= Exercise directions =
Beginning with the line that contains "of the ceramic", copy each remaining line of the data below exactly.
╭─ Supplied material
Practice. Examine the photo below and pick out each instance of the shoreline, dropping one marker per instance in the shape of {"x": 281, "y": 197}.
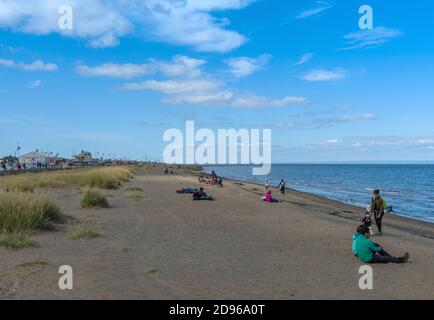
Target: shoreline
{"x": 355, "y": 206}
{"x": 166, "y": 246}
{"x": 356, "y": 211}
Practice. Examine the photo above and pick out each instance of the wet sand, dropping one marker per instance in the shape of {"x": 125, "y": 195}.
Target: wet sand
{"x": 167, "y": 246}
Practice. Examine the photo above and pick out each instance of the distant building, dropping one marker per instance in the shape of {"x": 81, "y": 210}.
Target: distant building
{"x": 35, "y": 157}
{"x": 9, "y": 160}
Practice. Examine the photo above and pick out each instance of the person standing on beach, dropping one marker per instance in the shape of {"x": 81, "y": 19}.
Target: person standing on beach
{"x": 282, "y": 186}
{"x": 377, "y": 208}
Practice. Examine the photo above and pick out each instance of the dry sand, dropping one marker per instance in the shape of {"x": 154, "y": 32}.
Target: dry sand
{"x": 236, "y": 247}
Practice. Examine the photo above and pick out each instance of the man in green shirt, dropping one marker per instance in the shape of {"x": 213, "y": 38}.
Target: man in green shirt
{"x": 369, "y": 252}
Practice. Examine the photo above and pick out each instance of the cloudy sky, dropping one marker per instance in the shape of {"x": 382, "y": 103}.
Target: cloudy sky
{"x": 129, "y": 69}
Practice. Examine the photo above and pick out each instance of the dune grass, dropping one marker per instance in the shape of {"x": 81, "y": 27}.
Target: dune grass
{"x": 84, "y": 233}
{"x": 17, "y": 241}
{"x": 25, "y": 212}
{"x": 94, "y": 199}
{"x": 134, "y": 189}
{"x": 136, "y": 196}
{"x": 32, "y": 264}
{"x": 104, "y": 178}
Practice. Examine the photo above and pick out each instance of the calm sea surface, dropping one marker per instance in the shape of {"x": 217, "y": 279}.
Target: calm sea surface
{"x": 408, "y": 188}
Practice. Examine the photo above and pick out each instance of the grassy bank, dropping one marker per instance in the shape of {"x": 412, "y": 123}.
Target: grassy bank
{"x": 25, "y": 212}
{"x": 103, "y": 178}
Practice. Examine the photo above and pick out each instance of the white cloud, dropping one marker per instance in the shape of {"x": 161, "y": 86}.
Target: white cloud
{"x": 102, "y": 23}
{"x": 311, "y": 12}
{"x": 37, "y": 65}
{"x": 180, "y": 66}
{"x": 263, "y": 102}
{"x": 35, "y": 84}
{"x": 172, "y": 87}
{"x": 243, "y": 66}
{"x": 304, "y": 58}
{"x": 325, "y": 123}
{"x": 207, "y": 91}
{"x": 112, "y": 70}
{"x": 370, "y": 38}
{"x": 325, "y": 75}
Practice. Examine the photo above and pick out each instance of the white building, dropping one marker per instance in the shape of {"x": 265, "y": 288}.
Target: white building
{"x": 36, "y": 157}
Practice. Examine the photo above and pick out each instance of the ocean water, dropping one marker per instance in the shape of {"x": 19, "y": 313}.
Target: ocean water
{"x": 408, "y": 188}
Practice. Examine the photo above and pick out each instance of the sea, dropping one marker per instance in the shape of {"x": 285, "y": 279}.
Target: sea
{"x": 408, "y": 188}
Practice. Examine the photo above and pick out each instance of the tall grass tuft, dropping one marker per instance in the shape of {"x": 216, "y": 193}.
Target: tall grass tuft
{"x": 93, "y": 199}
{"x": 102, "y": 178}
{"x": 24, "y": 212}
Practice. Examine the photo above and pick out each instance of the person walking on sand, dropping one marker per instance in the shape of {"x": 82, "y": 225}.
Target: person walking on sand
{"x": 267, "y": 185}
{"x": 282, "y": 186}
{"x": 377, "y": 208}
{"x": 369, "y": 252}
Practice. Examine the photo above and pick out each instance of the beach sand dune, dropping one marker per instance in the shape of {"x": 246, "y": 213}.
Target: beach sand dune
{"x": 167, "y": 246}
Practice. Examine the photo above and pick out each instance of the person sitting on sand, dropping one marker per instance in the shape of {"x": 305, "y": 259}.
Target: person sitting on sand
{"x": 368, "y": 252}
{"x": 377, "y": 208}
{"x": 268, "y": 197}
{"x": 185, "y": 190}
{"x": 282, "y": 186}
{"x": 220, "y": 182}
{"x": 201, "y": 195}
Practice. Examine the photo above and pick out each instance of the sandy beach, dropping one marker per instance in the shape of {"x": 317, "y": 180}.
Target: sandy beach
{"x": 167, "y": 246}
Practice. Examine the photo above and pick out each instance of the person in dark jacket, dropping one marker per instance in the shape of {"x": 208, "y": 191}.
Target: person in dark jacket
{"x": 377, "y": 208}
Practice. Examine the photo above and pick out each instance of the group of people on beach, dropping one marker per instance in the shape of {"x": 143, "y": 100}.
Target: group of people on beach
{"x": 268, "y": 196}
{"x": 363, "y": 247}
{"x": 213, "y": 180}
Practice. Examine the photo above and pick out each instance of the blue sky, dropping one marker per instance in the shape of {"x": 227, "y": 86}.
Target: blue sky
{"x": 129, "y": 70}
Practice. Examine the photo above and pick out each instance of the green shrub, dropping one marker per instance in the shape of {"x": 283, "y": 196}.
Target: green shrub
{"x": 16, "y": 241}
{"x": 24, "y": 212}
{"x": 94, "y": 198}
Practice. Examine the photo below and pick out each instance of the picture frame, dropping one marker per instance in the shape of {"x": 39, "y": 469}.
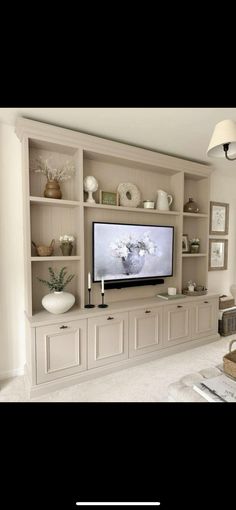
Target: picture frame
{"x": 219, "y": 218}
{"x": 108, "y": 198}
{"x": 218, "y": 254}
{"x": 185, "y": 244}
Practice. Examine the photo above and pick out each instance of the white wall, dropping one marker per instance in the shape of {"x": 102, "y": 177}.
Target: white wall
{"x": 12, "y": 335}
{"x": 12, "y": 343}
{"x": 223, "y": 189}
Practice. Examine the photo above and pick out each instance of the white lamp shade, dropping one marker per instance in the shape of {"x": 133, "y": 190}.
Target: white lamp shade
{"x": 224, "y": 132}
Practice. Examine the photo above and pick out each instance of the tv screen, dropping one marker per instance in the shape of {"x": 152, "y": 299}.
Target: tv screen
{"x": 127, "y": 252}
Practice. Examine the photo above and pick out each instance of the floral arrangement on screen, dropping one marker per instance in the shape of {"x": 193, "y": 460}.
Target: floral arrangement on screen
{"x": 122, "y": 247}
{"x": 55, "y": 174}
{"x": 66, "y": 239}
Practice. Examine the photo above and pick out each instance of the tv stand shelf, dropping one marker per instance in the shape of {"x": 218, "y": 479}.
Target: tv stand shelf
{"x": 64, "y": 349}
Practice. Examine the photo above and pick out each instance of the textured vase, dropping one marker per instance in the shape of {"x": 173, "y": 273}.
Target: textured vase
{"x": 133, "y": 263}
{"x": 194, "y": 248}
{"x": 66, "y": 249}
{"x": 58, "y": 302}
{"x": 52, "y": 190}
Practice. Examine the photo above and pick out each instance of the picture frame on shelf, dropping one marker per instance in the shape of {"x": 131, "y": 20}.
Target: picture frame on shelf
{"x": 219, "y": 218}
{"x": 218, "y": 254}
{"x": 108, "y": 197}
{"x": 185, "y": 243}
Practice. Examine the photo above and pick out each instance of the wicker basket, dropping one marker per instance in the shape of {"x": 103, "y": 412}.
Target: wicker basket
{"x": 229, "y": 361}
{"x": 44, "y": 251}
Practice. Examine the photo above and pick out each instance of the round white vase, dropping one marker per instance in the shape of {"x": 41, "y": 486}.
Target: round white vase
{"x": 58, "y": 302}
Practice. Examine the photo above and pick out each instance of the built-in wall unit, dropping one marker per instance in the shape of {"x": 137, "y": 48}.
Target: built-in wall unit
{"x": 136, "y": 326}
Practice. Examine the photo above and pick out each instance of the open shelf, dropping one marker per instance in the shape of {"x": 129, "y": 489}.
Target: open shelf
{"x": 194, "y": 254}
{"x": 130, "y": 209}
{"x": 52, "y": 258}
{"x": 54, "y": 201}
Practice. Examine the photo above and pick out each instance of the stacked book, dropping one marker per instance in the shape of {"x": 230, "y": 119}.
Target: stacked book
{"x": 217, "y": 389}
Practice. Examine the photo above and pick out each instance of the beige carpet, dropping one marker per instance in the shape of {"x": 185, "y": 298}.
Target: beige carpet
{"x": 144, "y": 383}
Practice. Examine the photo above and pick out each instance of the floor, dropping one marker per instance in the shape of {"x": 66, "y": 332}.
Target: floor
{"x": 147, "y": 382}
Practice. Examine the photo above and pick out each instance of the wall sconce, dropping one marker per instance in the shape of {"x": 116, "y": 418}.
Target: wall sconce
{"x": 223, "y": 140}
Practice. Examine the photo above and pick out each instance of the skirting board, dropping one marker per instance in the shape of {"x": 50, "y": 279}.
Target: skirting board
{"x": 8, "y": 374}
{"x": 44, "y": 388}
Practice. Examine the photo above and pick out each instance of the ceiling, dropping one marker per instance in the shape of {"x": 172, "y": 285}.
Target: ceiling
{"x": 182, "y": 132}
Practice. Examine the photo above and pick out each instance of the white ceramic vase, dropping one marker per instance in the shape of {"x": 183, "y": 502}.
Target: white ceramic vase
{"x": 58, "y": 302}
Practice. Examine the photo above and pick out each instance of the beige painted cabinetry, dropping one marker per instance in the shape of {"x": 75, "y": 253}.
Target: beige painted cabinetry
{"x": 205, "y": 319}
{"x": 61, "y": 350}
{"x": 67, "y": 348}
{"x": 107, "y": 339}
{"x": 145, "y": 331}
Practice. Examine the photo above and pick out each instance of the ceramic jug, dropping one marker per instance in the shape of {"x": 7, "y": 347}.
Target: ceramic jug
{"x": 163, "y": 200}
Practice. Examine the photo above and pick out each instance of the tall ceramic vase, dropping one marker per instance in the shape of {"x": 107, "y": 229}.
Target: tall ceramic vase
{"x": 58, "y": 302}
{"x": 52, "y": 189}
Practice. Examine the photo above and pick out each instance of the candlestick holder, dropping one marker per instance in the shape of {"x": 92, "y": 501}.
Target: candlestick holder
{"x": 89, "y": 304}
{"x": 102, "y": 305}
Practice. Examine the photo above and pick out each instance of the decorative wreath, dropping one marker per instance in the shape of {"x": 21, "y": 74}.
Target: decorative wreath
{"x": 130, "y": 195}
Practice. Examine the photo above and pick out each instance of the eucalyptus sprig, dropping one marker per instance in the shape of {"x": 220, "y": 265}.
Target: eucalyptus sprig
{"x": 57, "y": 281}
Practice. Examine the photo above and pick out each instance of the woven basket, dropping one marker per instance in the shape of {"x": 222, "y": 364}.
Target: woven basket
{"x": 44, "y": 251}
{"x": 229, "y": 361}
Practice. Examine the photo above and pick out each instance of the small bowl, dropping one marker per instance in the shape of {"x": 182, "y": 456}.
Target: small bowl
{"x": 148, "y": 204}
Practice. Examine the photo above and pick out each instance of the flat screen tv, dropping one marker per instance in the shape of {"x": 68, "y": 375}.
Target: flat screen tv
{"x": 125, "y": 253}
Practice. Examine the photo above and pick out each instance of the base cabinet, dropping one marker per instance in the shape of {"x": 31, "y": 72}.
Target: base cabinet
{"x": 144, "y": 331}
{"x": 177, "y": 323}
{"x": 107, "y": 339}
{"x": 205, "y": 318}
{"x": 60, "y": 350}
╰─
= Expected answer =
Practice. Examine the photo above and pick out each instance of the ceramic jug, dropping one marker per instance in the shape of {"x": 7, "y": 347}.
Target: ceramic jug
{"x": 163, "y": 200}
Practice. Examine the photo above and pick out each instance of the tall ceramic vase, dropping one marker per instance in the shape of {"x": 107, "y": 229}.
Target: tall ceramic vase
{"x": 58, "y": 302}
{"x": 52, "y": 189}
Practice. Examine the photo above and pick out each instance of the candlestick holder, dropping one marker per instance in the shape of {"x": 92, "y": 501}.
Target: candlestick holder
{"x": 89, "y": 304}
{"x": 102, "y": 305}
Practice. Examine the photo above and pick out each instance of the decorative wreath, dropping one marker per instance in the shape of {"x": 21, "y": 74}.
Target: decorative wreath
{"x": 130, "y": 195}
Practice. Examine the photo above and pick out each instance of the eucalyptus sprig, dropping one marker per instance in the shape of {"x": 220, "y": 265}.
Target: eucalyptus sprig
{"x": 57, "y": 281}
Practice. Examine the photo above and pick out each instance of the woven basket, dropping one marker per instance in the shape of {"x": 222, "y": 364}.
Target: woven basket
{"x": 44, "y": 251}
{"x": 229, "y": 361}
Practice. Examine the photo above and pick out each instance of the small bowl, dropping one marker per instance in the shape of {"x": 182, "y": 456}.
Target: small bowl
{"x": 148, "y": 204}
Practice. Examine the photo above and pick out each instance of the flat screen tv, dropping one marker per instance in the shape of {"x": 68, "y": 375}.
Target: flat screen tv
{"x": 125, "y": 253}
Practice. Examine the photo above and pick out each instance of the base cabinet, dropping one marker per instance in the shape of {"x": 31, "y": 72}.
Target: base cabinet
{"x": 144, "y": 331}
{"x": 177, "y": 323}
{"x": 107, "y": 339}
{"x": 205, "y": 318}
{"x": 60, "y": 350}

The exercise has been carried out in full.